_Problem to solve_. Turn every line of the items below into a JSON list of strings, one string per line, skipping blank lines and leaving out the pictures.

_Data lines_.
============================================================

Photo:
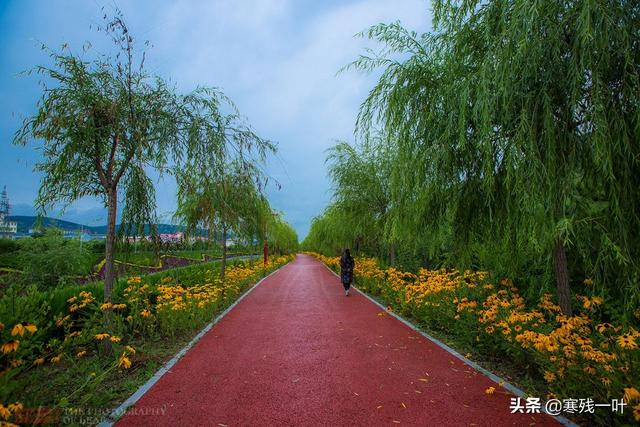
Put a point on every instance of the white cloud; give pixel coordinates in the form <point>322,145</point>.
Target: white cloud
<point>277,59</point>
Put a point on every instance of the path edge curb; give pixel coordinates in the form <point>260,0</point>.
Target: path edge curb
<point>504,384</point>
<point>117,413</point>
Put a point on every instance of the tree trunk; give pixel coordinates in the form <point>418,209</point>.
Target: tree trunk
<point>561,273</point>
<point>392,255</point>
<point>109,268</point>
<point>224,251</point>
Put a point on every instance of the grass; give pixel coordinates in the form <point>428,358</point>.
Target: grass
<point>67,385</point>
<point>94,383</point>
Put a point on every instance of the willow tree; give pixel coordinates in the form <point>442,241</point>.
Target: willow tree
<point>360,177</point>
<point>519,122</point>
<point>102,125</point>
<point>222,178</point>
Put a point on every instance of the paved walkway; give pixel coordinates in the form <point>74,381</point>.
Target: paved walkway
<point>297,352</point>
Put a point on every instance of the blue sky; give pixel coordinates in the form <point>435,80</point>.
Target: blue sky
<point>277,60</point>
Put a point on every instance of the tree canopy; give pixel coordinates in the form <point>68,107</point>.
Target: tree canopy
<point>514,127</point>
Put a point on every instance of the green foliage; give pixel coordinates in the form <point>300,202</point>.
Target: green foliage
<point>510,134</point>
<point>8,246</point>
<point>281,236</point>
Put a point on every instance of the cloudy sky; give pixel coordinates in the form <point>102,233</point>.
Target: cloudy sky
<point>276,59</point>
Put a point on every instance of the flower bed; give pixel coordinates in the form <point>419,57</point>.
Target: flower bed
<point>55,336</point>
<point>579,356</point>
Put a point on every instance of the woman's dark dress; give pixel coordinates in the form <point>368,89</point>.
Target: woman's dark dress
<point>346,271</point>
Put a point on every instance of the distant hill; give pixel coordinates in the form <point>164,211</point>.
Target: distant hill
<point>25,223</point>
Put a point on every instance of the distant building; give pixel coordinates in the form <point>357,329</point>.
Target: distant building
<point>7,228</point>
<point>171,237</point>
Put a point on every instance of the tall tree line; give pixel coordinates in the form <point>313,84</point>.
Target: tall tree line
<point>512,133</point>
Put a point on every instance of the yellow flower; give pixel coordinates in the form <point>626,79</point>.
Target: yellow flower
<point>10,346</point>
<point>631,394</point>
<point>15,407</point>
<point>18,329</point>
<point>627,342</point>
<point>4,412</point>
<point>124,361</point>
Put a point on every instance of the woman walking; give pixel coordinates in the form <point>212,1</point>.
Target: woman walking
<point>346,270</point>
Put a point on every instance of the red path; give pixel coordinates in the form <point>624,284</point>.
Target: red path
<point>296,351</point>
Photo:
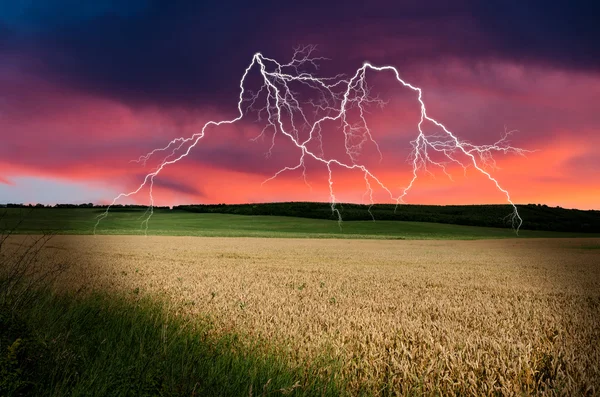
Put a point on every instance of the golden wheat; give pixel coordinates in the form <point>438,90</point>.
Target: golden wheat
<point>508,317</point>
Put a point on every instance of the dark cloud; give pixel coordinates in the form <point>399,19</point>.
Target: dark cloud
<point>191,52</point>
<point>174,186</point>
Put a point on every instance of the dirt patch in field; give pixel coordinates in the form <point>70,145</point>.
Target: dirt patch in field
<point>466,317</point>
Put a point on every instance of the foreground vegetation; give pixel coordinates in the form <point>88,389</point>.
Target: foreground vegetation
<point>503,317</point>
<point>185,223</point>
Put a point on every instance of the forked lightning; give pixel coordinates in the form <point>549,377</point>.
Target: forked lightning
<point>284,112</point>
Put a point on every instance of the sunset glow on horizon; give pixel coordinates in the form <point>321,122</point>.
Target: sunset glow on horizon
<point>79,102</point>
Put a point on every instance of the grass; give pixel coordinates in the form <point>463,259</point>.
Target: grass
<point>472,318</point>
<point>100,345</point>
<point>176,223</point>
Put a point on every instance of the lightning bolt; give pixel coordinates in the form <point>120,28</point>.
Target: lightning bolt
<point>284,113</point>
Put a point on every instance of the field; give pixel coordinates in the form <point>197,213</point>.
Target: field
<point>181,223</point>
<point>380,317</point>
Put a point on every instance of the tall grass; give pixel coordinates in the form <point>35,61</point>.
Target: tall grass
<point>96,344</point>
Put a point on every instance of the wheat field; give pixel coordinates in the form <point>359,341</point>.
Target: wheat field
<point>486,317</point>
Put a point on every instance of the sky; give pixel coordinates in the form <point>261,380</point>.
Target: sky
<point>86,87</point>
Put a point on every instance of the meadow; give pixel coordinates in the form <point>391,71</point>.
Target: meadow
<point>181,223</point>
<point>326,316</point>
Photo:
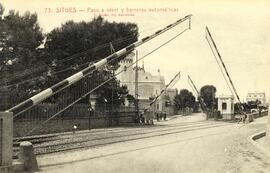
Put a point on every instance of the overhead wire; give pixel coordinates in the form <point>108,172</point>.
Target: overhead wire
<point>72,57</point>
<point>154,50</point>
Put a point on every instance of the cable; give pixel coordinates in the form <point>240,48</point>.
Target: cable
<point>44,122</point>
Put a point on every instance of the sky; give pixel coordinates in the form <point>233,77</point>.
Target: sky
<point>238,28</point>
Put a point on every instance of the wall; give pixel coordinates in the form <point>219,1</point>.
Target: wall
<point>21,128</point>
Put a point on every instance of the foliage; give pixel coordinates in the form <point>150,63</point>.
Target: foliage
<point>207,93</point>
<point>23,59</point>
<point>184,99</point>
<point>92,38</point>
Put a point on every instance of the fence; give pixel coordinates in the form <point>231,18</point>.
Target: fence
<point>5,141</point>
<point>78,114</point>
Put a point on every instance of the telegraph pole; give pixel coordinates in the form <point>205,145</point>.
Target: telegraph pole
<point>136,87</point>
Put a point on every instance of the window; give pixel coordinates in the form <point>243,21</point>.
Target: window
<point>224,106</point>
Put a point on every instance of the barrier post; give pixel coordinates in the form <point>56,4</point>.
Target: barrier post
<point>6,141</point>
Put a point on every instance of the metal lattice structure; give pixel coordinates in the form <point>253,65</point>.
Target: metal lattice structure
<point>36,99</point>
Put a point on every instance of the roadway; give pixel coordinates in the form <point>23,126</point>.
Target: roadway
<point>182,144</point>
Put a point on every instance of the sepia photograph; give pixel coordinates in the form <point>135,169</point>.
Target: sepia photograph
<point>156,86</point>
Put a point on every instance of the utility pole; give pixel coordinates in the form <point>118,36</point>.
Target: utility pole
<point>111,114</point>
<point>136,87</point>
<point>203,106</point>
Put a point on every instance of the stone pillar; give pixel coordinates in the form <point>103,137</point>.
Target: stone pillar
<point>6,139</point>
<point>27,157</point>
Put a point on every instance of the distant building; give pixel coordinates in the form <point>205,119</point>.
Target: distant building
<point>226,106</point>
<point>149,86</point>
<point>169,96</point>
<point>253,96</point>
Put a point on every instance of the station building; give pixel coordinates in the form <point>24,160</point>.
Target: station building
<point>254,96</point>
<point>226,106</point>
<point>149,86</point>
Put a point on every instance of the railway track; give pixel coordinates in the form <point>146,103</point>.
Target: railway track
<point>88,140</point>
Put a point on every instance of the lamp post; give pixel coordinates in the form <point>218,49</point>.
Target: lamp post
<point>105,100</point>
<point>89,118</point>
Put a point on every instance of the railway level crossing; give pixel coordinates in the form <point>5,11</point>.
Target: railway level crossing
<point>6,120</point>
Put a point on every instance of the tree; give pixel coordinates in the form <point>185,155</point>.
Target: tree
<point>184,99</point>
<point>86,42</point>
<point>207,93</point>
<point>20,37</point>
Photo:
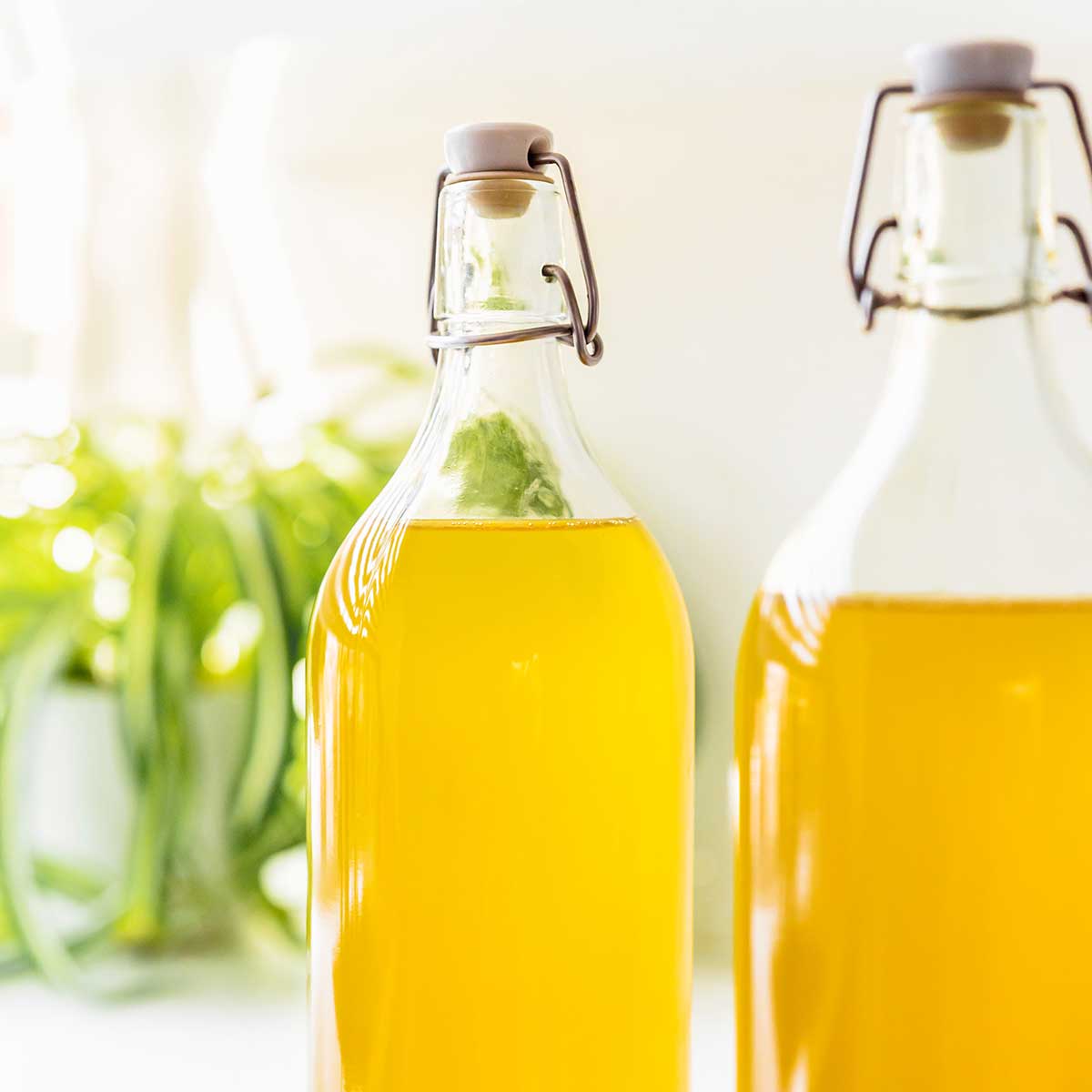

============================================================

_Task response_.
[
  "Photo:",
  "Put a point on every instance of the white cloud; give pixel coordinates in the form <point>322,145</point>.",
  "Target: white cloud",
  "<point>277,59</point>",
  "Put a point on every instance of the path edge curb; give pixel coordinates in the form <point>260,0</point>.",
  "Target: path edge curb",
  "<point>504,384</point>",
  "<point>117,413</point>",
  "Put a point on every instance of the tree trunk; give pixel coordinates in the form <point>418,209</point>.",
  "Target: tree trunk",
  "<point>561,273</point>",
  "<point>392,255</point>",
  "<point>109,268</point>",
  "<point>224,251</point>",
  "Put a point on every instance of the grass; give pixel coordinates in the form <point>428,358</point>.",
  "Target: grass",
  "<point>67,385</point>",
  "<point>94,383</point>",
  "Put a point on every instance of the willow tree; give pixel coordinates in the form <point>442,241</point>.",
  "Target: willow tree",
  "<point>360,177</point>",
  "<point>519,122</point>",
  "<point>102,125</point>",
  "<point>222,178</point>",
  "Put a point on every instance of the paved walkway; give pixel coordinates in the form <point>74,381</point>.",
  "Target: paved walkway",
  "<point>297,352</point>",
  "Put a point on every instance of the blue sky; give pixel coordinates in the form <point>435,80</point>.",
  "Target: blue sky",
  "<point>277,60</point>",
  "Put a point on every instance of the tree canopy; give pixel coordinates in the form <point>68,107</point>.",
  "Target: tree canopy",
  "<point>514,127</point>",
  "Put a point on every instance of the green foliage; give pixel coordinates in the form <point>300,202</point>.",
  "Target: green foliage",
  "<point>510,134</point>",
  "<point>8,246</point>",
  "<point>281,236</point>",
  "Put a point on every instance of the cloudy sky; give pixel coordinates in the form <point>102,233</point>.",
  "Target: cloudy sky",
  "<point>276,59</point>",
  "Put a point on every instance of the flower bed; give pixel coordinates in the form <point>419,57</point>.",
  "Target: flower bed",
  "<point>55,336</point>",
  "<point>579,356</point>",
  "Put a point on every instance of the woman's dark dress; give pixel coordinates in the form <point>368,89</point>.",
  "Target: woman's dark dress",
  "<point>346,271</point>",
  "Put a point on every instance of the distant hill; give pixel coordinates in the form <point>164,211</point>.",
  "Target: distant hill",
  "<point>25,223</point>",
  "Put a point on every instance of the distant building; give pixel coordinates in the form <point>357,329</point>.",
  "Target: distant building",
  "<point>7,228</point>",
  "<point>171,237</point>",
  "Put a point on every instance of the tall tree line; give pixel coordinates in the form <point>313,84</point>.",
  "Target: tall tree line",
  "<point>512,133</point>",
  "Put a point on every instance of the yellow flower; give pixel coordinates in the form <point>626,79</point>.",
  "Target: yellow flower",
  "<point>10,346</point>",
  "<point>631,394</point>",
  "<point>15,407</point>",
  "<point>18,329</point>",
  "<point>627,342</point>",
  "<point>4,412</point>",
  "<point>124,361</point>",
  "Put a point on every instance of the woman walking; give pixel coordinates in the form <point>212,1</point>.",
  "Target: woman walking",
  "<point>346,270</point>",
  "Put a point on every instance of the red path; give pixel coordinates in the form <point>624,284</point>.",
  "Target: red path",
  "<point>296,351</point>",
  "Photo:",
  "Put a point on every instance of the golden wheat; give pixel coordinates in the form <point>438,90</point>.",
  "Target: golden wheat",
  "<point>508,317</point>",
  "Put a point on every instance of the dark cloud; give pixel coordinates in the form <point>399,19</point>.",
  "Target: dark cloud",
  "<point>191,52</point>",
  "<point>174,186</point>",
  "Put a point on every instance of the dirt patch in field; give pixel coordinates in the form <point>70,145</point>.",
  "Target: dirt patch in field",
  "<point>466,317</point>",
  "Put a point on every instance of the foreground vegetation; give pixel coordinates in the form <point>88,389</point>.",
  "Target: foreground vegetation",
  "<point>503,317</point>",
  "<point>185,223</point>",
  "Put a point on every instance of the forked lightning; give pixel coordinates in the form <point>549,377</point>.",
  "Target: forked lightning",
  "<point>284,112</point>",
  "Put a point on every instance of the sunset glow on horizon; give pixel coordinates in the form <point>321,122</point>.",
  "Target: sunset glow on horizon",
  "<point>79,102</point>",
  "Put a point on every instance of the grass; give pixel coordinates in the form <point>463,259</point>.",
  "Target: grass",
  "<point>472,318</point>",
  "<point>100,345</point>",
  "<point>176,223</point>",
  "Put a point on every instance of the lightning bolt; give pixel coordinates in the form <point>120,28</point>.",
  "Target: lightning bolt",
  "<point>284,113</point>",
  "Put a point on every instance of the field; give pixel coordinates in the form <point>197,213</point>.",
  "Target: field",
  "<point>181,223</point>",
  "<point>380,317</point>",
  "Put a point on every instance of the tall grass; give pixel coordinates in the form <point>35,61</point>.",
  "Target: tall grass",
  "<point>96,344</point>",
  "Put a point on every instance of the wheat field; give pixel coordinates in the form <point>359,341</point>.",
  "Target: wheat field",
  "<point>486,317</point>",
  "Put a point on every instance of the sky; give pixel coordinates in the form <point>261,380</point>.",
  "Target: sky",
  "<point>86,87</point>",
  "Put a point on every instance of the meadow; give pixel coordinates in the form <point>391,71</point>.",
  "Target: meadow",
  "<point>181,223</point>",
  "<point>326,316</point>",
  "Photo:",
  "Put a point on every instance of the overhead wire; give pixel coordinates in the form <point>108,172</point>.",
  "Target: overhead wire",
  "<point>72,57</point>",
  "<point>154,50</point>",
  "Put a point on every instance of the cable; give pixel coordinates in the form <point>240,48</point>.",
  "Target: cable",
  "<point>44,122</point>",
  "Put a point on every instance of the sky; give pixel coordinates in the form <point>233,77</point>.",
  "Target: sky",
  "<point>238,28</point>",
  "Put a point on every instance of the wall; give pixel coordinates in the form <point>219,1</point>.",
  "Target: wall",
  "<point>21,128</point>",
  "Put a point on every instance of the foliage; give pixel coordinates in the form <point>150,63</point>.",
  "Target: foliage",
  "<point>207,93</point>",
  "<point>23,59</point>",
  "<point>184,99</point>",
  "<point>92,38</point>",
  "Put a point on every instance of the fence; give pixel coordinates in the form <point>231,18</point>.",
  "Target: fence",
  "<point>5,141</point>",
  "<point>78,114</point>",
  "Put a point on every instance of the telegraph pole; give pixel coordinates in the form <point>205,145</point>.",
  "Target: telegraph pole",
  "<point>136,87</point>",
  "Put a point on every instance of the window; give pixel coordinates in the form <point>243,21</point>.",
  "Target: window",
  "<point>224,106</point>",
  "Put a point on every instance of the barrier post; give pixel coordinates in the form <point>56,4</point>.",
  "Target: barrier post",
  "<point>6,141</point>",
  "Put a point on every instance of the metal lattice structure; give pixel coordinates in the form <point>253,65</point>.",
  "Target: metal lattice structure",
  "<point>36,99</point>",
  "Put a point on every instance of the roadway; give pixel coordinates in the form <point>23,126</point>.",
  "Target: roadway",
  "<point>182,144</point>",
  "Put a point on every instance of the sepia photograph; give pixel coordinates in the form <point>135,169</point>.",
  "Target: sepia photograph",
  "<point>156,86</point>",
  "Put a point on every instance of the utility pole; give pixel coordinates in the form <point>118,36</point>.",
  "Target: utility pole",
  "<point>111,114</point>",
  "<point>136,87</point>",
  "<point>203,106</point>",
  "Put a point on every instance of the stone pillar; give pixel coordinates in the form <point>103,137</point>.",
  "Target: stone pillar",
  "<point>6,139</point>",
  "<point>27,157</point>",
  "Put a point on every instance of the distant building; give pixel coordinates in the form <point>205,119</point>.",
  "Target: distant building",
  "<point>226,106</point>",
  "<point>149,86</point>",
  "<point>169,96</point>",
  "<point>253,96</point>",
  "Put a point on every instance of the station building; give pixel coordinates in the form <point>24,160</point>.",
  "Target: station building",
  "<point>254,96</point>",
  "<point>226,106</point>",
  "<point>149,86</point>",
  "Put a point on every instance of the railway track; give pixel coordinates in the form <point>146,103</point>.",
  "Target: railway track",
  "<point>88,140</point>",
  "Put a point on every instance of the lamp post; give pixel coordinates in the form <point>218,49</point>.",
  "Target: lamp post",
  "<point>105,100</point>",
  "<point>89,118</point>",
  "Put a point on every instance of the railway level crossing; give pixel coordinates in the form <point>5,11</point>.",
  "Target: railway level crossing",
  "<point>6,120</point>",
  "Put a point on every instance of the tree; give pixel coordinates in the form <point>185,155</point>.",
  "Target: tree",
  "<point>184,99</point>",
  "<point>86,42</point>",
  "<point>207,93</point>",
  "<point>20,37</point>",
  "Photo:"
]